THE EXERCISE:
Rewrite the rows below, swapping every occurrence of "dirt patch" for "mud puddle" and leaving everything else untouched.

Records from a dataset

──────────

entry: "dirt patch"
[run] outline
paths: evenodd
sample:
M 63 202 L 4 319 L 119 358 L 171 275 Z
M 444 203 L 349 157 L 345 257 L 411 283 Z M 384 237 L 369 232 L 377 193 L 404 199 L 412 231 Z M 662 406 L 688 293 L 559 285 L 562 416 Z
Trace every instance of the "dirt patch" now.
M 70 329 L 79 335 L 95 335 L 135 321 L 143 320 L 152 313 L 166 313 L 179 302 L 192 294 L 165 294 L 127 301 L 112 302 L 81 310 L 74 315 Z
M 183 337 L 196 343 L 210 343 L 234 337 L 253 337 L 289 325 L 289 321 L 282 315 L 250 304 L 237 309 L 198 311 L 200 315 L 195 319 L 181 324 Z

──────────

COMPLETED EXERCISE:
entry: "mud puddle"
[run] outline
paths: evenodd
sample:
M 63 202 L 4 319 L 119 358 L 171 275 Z
M 444 203 L 349 157 L 345 257 L 411 283 Z M 384 237 L 369 232 L 377 193 L 404 199 L 412 231 Z M 662 406 L 688 293 L 559 285 L 562 416 Z
Trace every instance of the "mud puddle" now.
M 70 329 L 79 335 L 95 335 L 135 321 L 143 320 L 152 313 L 166 313 L 179 302 L 192 294 L 165 294 L 127 301 L 112 302 L 81 310 L 74 315 Z
M 183 337 L 196 343 L 210 343 L 234 337 L 253 337 L 289 325 L 289 321 L 282 315 L 250 304 L 237 309 L 198 311 L 200 315 L 195 319 L 181 324 Z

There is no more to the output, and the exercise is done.